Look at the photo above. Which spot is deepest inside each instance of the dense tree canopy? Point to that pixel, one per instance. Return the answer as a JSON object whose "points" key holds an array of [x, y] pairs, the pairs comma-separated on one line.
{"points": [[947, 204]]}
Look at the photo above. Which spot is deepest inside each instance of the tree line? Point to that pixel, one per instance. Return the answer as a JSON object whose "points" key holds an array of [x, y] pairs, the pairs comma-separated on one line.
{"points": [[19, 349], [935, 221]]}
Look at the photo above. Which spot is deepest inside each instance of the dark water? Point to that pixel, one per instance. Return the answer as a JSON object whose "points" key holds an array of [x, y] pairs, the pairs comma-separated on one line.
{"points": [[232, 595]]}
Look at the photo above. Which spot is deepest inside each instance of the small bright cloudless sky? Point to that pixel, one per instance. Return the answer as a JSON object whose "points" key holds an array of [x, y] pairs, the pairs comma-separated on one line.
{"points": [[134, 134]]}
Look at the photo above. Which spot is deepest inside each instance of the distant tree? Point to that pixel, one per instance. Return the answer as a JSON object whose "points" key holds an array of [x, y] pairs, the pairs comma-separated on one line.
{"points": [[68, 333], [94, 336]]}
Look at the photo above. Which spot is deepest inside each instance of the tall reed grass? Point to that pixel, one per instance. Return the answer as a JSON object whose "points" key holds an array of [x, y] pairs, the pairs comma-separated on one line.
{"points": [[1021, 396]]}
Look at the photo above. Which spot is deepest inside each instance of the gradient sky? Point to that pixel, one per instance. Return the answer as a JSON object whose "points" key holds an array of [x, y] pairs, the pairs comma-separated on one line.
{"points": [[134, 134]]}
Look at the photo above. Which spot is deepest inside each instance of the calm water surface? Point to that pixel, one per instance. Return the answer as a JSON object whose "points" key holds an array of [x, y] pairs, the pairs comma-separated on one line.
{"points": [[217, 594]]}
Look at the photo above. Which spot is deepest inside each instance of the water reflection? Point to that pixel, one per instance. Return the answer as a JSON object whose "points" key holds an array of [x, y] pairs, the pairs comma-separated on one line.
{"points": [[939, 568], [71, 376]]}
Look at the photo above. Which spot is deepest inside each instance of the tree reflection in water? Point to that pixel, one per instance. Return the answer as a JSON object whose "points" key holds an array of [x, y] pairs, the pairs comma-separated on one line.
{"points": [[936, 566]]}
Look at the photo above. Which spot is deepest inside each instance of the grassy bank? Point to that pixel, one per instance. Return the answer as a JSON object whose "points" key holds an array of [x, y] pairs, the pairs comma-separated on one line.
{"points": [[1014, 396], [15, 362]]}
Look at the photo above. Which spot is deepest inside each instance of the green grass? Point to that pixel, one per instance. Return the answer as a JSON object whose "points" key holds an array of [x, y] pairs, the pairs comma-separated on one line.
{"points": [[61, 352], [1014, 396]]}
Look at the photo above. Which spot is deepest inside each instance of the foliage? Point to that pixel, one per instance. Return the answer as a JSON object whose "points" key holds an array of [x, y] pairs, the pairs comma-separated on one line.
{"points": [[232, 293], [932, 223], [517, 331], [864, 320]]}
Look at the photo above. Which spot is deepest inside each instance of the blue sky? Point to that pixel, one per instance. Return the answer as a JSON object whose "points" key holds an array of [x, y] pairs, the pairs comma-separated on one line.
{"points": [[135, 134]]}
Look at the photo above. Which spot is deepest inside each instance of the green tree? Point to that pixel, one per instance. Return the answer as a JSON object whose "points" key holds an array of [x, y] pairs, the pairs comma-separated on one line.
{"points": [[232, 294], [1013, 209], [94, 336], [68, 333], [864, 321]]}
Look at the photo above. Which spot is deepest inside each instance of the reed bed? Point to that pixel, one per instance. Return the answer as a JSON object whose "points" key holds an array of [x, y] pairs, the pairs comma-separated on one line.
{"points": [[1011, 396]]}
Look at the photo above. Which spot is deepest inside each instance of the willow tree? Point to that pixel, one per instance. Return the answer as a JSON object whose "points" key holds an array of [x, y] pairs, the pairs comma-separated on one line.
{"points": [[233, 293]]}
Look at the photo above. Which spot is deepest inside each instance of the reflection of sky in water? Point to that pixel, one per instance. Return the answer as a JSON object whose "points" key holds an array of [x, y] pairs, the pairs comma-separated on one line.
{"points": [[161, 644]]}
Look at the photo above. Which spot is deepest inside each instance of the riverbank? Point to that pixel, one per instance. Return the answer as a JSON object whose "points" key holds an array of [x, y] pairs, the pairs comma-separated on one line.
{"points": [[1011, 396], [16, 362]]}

☆ ☆ ☆ ☆ ☆

## [Objective]
Please give these records again, swapping "one per instance" for "one for each instance" everywhere and leaving everything else unchanged.

## [Task output]
Look at the photo above. Which spot is deepest inside each instance of the dense tree canopy? Point to that pixel, one for each instance. Return the answer as a JSON object whose "points" key holds an array of [x, y] pairs, the pairs comma-separated on one line.
{"points": [[947, 204]]}
Look at the photo above. Which spot is deepest inside each instance of the tree line? Point to that pixel, one for each instance. Return the answer as a JSON object whose "points" key holds an array of [x, y] pairs, the pairs comma-separated on one line.
{"points": [[19, 349], [935, 221]]}
Look at the photo above. Which spot is deepest inside each instance of the dark water? Point to that pixel, one for each instance. Return the answer as a JSON object whose "points" key holds an array of [x, y] pairs, the pairs comma-separated on one line.
{"points": [[232, 595]]}
Look at the photo above. Which spot is deepest inside each instance of the small bright cloudless sky? Point to that pixel, one for each instance. Return the answer as a JSON object whose "points" key holds an array of [x, y] pairs, the pairs comma-separated on one line.
{"points": [[134, 134]]}
Look at the photo above. Which spot is deepest inside each instance of the distant tree? Point to that pixel, one for each instance. Return the answer as a JSON object whose "points" key holds an array of [x, y] pairs, the pairs comma-separated on one line.
{"points": [[68, 333], [94, 336]]}
Look at the photo above. Which spot is deepest inside each instance of the tall reed grass? Point to that pixel, one for each instance. Return the answer as a JSON object whose "points" key holds an array of [x, y] pairs, the pairs comma-separated on one line.
{"points": [[1021, 396]]}
Look at the photo above. Which spot is deepest inside each instance of the gradient sky? Point to that pixel, one for each instance. Return the answer as a JSON object whose "points" key holds an array of [x, y] pairs, the pairs comma-separated on one line.
{"points": [[134, 134]]}
Look at the photo above. Which spot is deepest inside each instance of the calm water surface? Point to that pixel, one for each instance. Return the answer as a JSON object whose "points" key holds an array of [x, y] pairs, the pairs comma-separated on one line.
{"points": [[217, 594]]}
Look at the photo above. Which spot is deepest inside each instance of the water reflection? Point to that pixel, one for each instance. Return the answer as a JSON object whose "points" key holds an array of [x, y] pairs, the pairs comma-separated on one line.
{"points": [[939, 568], [71, 376]]}
Look at the photo above. Which spot is deepest inside each instance of the tree reflection in water? Point to that pixel, one for each instance. Return the answer as a JSON object whose "points" key holds an array of [x, y] pairs, the pairs comma-separated on one line.
{"points": [[936, 566]]}
Look at the photo above. Which spot is deepest inside each instance of the grassy bank? Point to that pixel, one for each instance. Return the answer as a JSON object whose "points" key holds an array of [x, y] pairs, the pairs comma-separated on one line.
{"points": [[1014, 396], [15, 362]]}
Look at the photo above. Which spot is deepest inside each instance of the green grass? Point to that pixel, one for each instance. Return the answer as a JSON object whose "points" key holds an array of [x, y] pairs, the pairs comma-separated on one line.
{"points": [[61, 352], [1014, 396]]}
Look at the photo above. Which spot is deepest inside each instance of the foliage? Point to that pixel, one for each instance. Return the answer as a JSON object whose "points" key holds an array of [x, y] pairs, the pairs comma-separated on one line.
{"points": [[232, 293], [932, 223], [517, 331], [864, 320]]}
Look at the photo above. Which spot is deepest inside each instance of the blue sky? Point to that pixel, one for each instance. Return the answer as a JSON object whose "points" key holds an array of [x, y] pairs, the pairs comma-separated on one line.
{"points": [[135, 134]]}
Look at the photo above. Which spot is deepest inside each instance of the green tree? Point to that pixel, one for each instance. Return the answer as a JSON object whose "points" key holds an array of [x, y] pairs, the pairs comma-separated on one line.
{"points": [[232, 294], [1013, 209], [94, 336], [68, 333], [864, 321]]}
Look at the photo above. Which spot is deepest inside each instance of the reed bed? Point to that pixel, one for each instance. Return the answer as a JSON object whose "points" key holds an array of [x, y] pairs, the pairs comma-separated on one line.
{"points": [[1011, 396]]}
Look at the photo above. Which spot is deepest inside each instance of the willow tree? Point to that pixel, one for each instance. Return the answer as a JSON object whose "points" key holds an array of [x, y] pairs, the pairs comma-separated on one line.
{"points": [[233, 293]]}
Look at the photo above. Which spot is deepest inside each instance of the reflection of sky in water? Point to that pixel, one for each instance. Return the answer as a JSON object whose "points" key holds an array of [x, y] pairs, the pairs comma-separated on one line.
{"points": [[161, 644]]}
Look at the photo above. Which spot is deepest inside each instance of the riverbank? Point to that pixel, one for each instance. Return the answer as a JSON object whose "points" key holds an array of [x, y] pairs, the pairs comma-separated on one line.
{"points": [[1011, 396], [16, 362]]}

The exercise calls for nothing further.